(RECORDS SHOWN)
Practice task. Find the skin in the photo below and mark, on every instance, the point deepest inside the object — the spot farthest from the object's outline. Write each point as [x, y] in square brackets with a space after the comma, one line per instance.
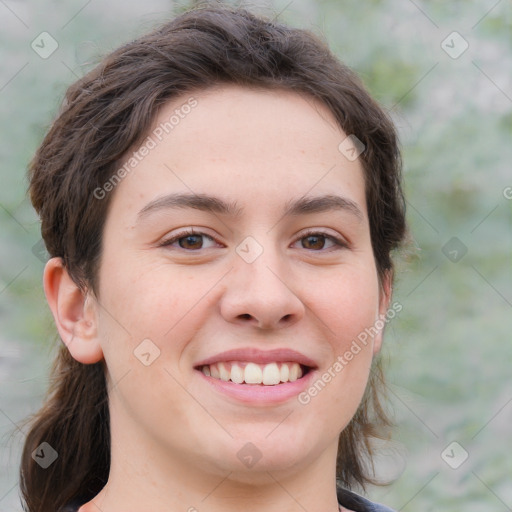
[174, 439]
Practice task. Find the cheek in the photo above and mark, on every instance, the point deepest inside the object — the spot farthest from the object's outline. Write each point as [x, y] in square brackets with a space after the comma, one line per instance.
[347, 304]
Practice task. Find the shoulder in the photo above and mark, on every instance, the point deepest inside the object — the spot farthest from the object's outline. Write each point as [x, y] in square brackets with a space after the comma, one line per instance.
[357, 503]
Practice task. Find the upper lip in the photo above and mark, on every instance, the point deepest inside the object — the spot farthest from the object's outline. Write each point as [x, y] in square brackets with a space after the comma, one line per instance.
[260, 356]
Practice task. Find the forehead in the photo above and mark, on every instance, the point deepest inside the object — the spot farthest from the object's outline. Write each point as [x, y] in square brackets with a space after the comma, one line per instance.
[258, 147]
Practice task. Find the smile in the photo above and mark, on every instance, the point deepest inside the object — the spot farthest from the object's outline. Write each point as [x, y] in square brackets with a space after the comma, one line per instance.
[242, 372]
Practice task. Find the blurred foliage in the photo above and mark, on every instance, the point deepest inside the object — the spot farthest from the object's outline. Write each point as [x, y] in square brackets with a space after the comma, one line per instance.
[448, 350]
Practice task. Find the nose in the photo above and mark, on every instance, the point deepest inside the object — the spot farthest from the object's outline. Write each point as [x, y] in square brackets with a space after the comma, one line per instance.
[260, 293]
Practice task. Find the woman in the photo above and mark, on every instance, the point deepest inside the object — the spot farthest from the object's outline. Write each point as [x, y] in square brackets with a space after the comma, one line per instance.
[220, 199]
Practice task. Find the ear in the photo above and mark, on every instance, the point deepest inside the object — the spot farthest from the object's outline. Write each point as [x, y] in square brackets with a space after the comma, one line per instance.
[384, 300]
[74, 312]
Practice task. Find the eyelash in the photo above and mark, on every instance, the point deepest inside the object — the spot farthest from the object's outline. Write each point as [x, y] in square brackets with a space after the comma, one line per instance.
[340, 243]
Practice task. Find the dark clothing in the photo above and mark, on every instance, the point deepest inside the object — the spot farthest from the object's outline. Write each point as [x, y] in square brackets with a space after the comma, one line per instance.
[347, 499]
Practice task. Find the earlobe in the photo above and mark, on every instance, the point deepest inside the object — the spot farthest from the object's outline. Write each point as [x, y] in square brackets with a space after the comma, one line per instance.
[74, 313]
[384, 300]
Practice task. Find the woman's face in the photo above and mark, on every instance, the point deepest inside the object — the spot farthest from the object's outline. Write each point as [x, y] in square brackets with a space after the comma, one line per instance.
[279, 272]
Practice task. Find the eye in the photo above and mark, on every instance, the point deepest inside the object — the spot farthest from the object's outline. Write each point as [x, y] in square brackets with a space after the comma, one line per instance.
(End RECORDS SHOWN)
## WHAT YOU SHOULD DO
The lines from the one holding "Practice task. Find the woman's" to the final line of the entries, both included, are what should be output, exactly and alone.

## RESPONSE
Practice task. Find the woman's face in the photo above and mark, on every instance, the point deepest inside the object — the spot farthest from the object's outline. Write each point as [x, y] in square brackets with a space after the comma, one line per instance.
[279, 272]
Practice task. Find the eye in the photo above and mark, on every instance, the point deepest inside the object — the spot farthest from the object's outline. Write each point as [x, y] in square brackets with a space after the comma, one line per instance.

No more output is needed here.